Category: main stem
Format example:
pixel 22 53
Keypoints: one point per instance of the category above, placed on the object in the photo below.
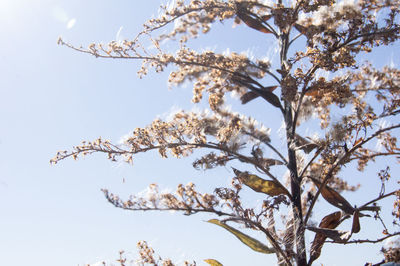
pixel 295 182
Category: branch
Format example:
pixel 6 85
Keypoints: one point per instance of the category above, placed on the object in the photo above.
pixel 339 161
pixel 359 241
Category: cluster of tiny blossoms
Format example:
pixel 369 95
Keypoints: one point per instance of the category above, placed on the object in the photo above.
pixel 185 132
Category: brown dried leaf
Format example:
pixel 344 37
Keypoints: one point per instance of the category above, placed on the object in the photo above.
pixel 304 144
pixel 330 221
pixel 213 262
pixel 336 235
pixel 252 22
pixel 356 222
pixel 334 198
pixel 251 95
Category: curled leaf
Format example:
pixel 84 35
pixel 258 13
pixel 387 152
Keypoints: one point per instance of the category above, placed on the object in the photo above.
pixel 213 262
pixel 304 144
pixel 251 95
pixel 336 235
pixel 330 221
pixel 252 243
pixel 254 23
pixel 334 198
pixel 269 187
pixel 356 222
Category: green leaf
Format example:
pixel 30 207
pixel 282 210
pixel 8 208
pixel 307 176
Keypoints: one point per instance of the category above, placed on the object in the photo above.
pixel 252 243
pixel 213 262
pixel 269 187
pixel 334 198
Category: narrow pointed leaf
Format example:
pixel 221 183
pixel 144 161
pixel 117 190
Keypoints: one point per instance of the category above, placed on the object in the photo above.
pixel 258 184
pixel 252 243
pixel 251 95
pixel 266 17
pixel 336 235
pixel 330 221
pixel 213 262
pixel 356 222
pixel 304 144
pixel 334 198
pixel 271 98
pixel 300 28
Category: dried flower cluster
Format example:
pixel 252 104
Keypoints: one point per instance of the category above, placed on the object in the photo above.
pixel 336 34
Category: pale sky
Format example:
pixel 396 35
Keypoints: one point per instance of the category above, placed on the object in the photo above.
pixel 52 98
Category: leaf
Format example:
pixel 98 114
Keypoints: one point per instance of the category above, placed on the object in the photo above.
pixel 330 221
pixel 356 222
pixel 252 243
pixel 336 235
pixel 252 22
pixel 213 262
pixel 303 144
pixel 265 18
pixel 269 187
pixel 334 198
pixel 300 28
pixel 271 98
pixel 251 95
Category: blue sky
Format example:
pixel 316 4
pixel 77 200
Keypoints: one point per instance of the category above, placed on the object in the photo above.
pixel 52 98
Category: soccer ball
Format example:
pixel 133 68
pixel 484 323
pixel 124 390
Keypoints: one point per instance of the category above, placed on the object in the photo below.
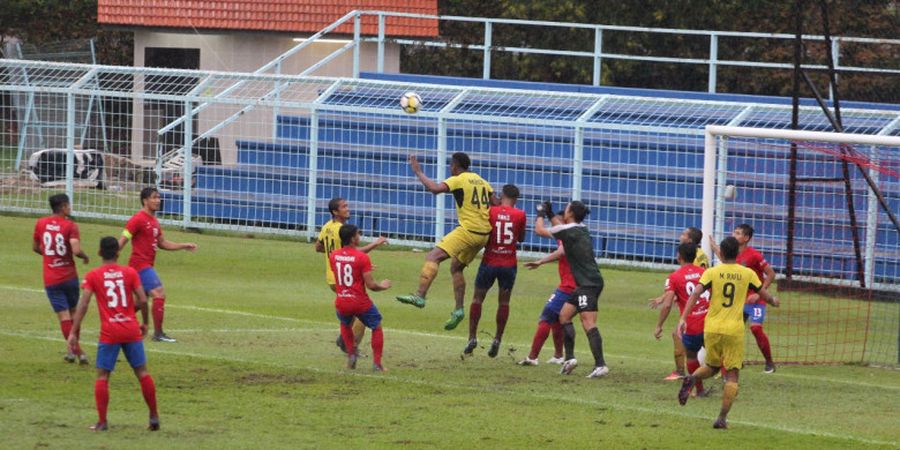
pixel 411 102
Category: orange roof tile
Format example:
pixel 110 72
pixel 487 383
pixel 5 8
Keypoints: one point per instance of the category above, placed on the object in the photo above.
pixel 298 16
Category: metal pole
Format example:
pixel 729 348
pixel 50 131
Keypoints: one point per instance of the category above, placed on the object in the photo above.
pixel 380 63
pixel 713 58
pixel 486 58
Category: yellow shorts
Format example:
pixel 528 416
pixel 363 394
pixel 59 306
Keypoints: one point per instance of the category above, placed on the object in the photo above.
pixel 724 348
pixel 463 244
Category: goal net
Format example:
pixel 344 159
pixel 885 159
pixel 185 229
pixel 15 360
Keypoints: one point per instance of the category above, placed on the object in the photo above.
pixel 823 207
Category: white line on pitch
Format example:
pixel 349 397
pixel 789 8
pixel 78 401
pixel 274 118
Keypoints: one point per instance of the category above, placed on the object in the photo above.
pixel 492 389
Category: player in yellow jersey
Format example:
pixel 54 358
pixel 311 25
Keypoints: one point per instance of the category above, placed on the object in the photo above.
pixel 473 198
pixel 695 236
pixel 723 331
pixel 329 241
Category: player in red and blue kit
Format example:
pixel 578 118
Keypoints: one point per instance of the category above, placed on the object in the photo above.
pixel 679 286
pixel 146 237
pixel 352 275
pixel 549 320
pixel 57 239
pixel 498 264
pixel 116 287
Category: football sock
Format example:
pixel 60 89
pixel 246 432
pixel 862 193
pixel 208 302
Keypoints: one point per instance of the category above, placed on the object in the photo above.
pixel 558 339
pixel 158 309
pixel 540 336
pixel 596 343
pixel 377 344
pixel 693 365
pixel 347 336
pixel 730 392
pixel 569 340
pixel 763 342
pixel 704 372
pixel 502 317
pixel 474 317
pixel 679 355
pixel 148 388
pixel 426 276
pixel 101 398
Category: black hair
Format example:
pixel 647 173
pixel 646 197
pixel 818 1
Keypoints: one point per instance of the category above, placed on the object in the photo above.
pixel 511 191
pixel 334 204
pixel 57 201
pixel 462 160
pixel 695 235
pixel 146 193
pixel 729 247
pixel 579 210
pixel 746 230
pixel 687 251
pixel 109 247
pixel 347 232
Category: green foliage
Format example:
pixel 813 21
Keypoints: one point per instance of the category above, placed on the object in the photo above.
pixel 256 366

WHAT THIS TASK INVOLVES: Return every entry word for word, but drop any pictures.

OUTPUT:
Category: main stem
Format example:
pixel 22 53
Keypoints: one point per instance of the category above, placed on the object in the photo below.
pixel 295 182
Category: branch
Format example:
pixel 6 85
Keypoints: one point per instance of the category above, placed on the object in the photo above.
pixel 339 161
pixel 359 241
Category: cluster of tiny blossoms
Format example:
pixel 369 95
Keypoints: one point per instance of the category above, placed on the object in the photo above.
pixel 185 132
Category: brown dried leaf
Format example:
pixel 344 37
Keypoints: one point per instance of the category above, placed on the object in the photo above.
pixel 304 144
pixel 330 221
pixel 213 262
pixel 336 235
pixel 252 22
pixel 356 222
pixel 334 198
pixel 251 95
Category: curled leaf
Format example:
pixel 84 35
pixel 258 13
pixel 387 152
Keypoints: one point per instance of the category above, placed on the object in the photo above.
pixel 213 262
pixel 304 144
pixel 251 95
pixel 336 235
pixel 330 221
pixel 252 243
pixel 254 23
pixel 334 198
pixel 269 187
pixel 356 222
Category: green leaf
Format example:
pixel 30 207
pixel 282 210
pixel 8 208
pixel 307 176
Keypoints: one point per instance of the category above, placed on the object in the photo above.
pixel 252 243
pixel 213 262
pixel 269 187
pixel 334 198
Category: narrow pointed leaf
Format example:
pixel 221 183
pixel 144 161
pixel 117 190
Keypoints: one point per instance of the category above, placed on the object in the photo above.
pixel 258 184
pixel 252 243
pixel 251 95
pixel 266 17
pixel 336 235
pixel 330 221
pixel 213 262
pixel 356 222
pixel 304 144
pixel 334 198
pixel 271 98
pixel 300 28
Category: dried flower cluster
Format example:
pixel 252 104
Keypoints: one point per instance of the category above, placed on the object in the photo above.
pixel 336 34
Category: pale sky
Format example:
pixel 396 35
Keypoints: one point per instance of the category above, placed on the object in the photo above.
pixel 52 98
Category: leaf
Format example:
pixel 98 114
Keypoints: one point per instance of the category above, placed on the object in the photo above.
pixel 330 221
pixel 356 222
pixel 252 243
pixel 336 235
pixel 252 22
pixel 213 262
pixel 303 144
pixel 265 18
pixel 269 187
pixel 334 198
pixel 300 28
pixel 271 98
pixel 251 95
Category: blue sky
Format example:
pixel 316 4
pixel 77 200
Keypoints: one point per instance of the category above, placed on the object in the photo above.
pixel 52 98
Category: soccer ball
Format example:
pixel 133 68
pixel 484 323
pixel 124 390
Keypoints: one point per instance of the category above, placed on the object in the photo below.
pixel 411 102
Category: orange roof tile
Format example:
pixel 110 72
pixel 487 383
pixel 5 8
Keypoints: one point per instance of the category above, placed on the object in the photo above.
pixel 298 16
Category: metal pole
Format example:
pixel 729 348
pixel 50 131
Keypoints: one point per instance of the category above, placed on the object in the photo above.
pixel 380 63
pixel 713 58
pixel 486 58
Category: yellow shorts
Format example:
pixel 528 416
pixel 363 394
pixel 59 306
Keypoints: one point per instance of the category above, placed on the object in the photo above.
pixel 724 348
pixel 463 244
Category: goal net
Format example:
pixel 344 159
pixel 885 159
pixel 185 229
pixel 15 360
Keypoints: one point per instance of the category above, placed on the object in the photo above.
pixel 823 207
Category: white line on pitch
Format example:
pixel 349 397
pixel 789 8
pixel 78 401
pixel 274 118
Keypoints: one point per instance of the category above, placed on the object in the photo above.
pixel 492 389
Category: player in yellow jersey
Format example:
pixel 54 358
pixel 311 25
Keypoints: one point per instance of the category above, placed on the object in the photo above.
pixel 473 198
pixel 695 236
pixel 723 331
pixel 329 241
Category: player in red and blue kit
Format example:
pixel 578 118
Keypoints: one point per instance of the category above, placed on the object in the photo above.
pixel 679 286
pixel 146 237
pixel 352 275
pixel 549 320
pixel 57 239
pixel 498 264
pixel 116 287
Category: football sock
Format example:
pixel 60 89
pixel 246 432
pixel 862 193
pixel 208 302
Keypoints: one point per instance of the category above, placed on the object in the photo above.
pixel 558 339
pixel 158 309
pixel 540 336
pixel 596 343
pixel 377 344
pixel 693 365
pixel 347 336
pixel 730 392
pixel 569 340
pixel 763 342
pixel 704 372
pixel 502 317
pixel 474 317
pixel 679 355
pixel 148 388
pixel 426 276
pixel 101 398
Category: black hair
Format example:
pixel 647 173
pixel 646 197
pixel 818 1
Keypoints: one point per instance of the category above, placed on the object in the photo above.
pixel 511 191
pixel 334 204
pixel 57 201
pixel 462 160
pixel 695 235
pixel 146 193
pixel 729 247
pixel 579 210
pixel 746 230
pixel 687 251
pixel 109 247
pixel 347 232
Category: green foliage
Format example:
pixel 813 21
Keypoints: one point per instance of the category above, placed on the object in the photo above.
pixel 256 366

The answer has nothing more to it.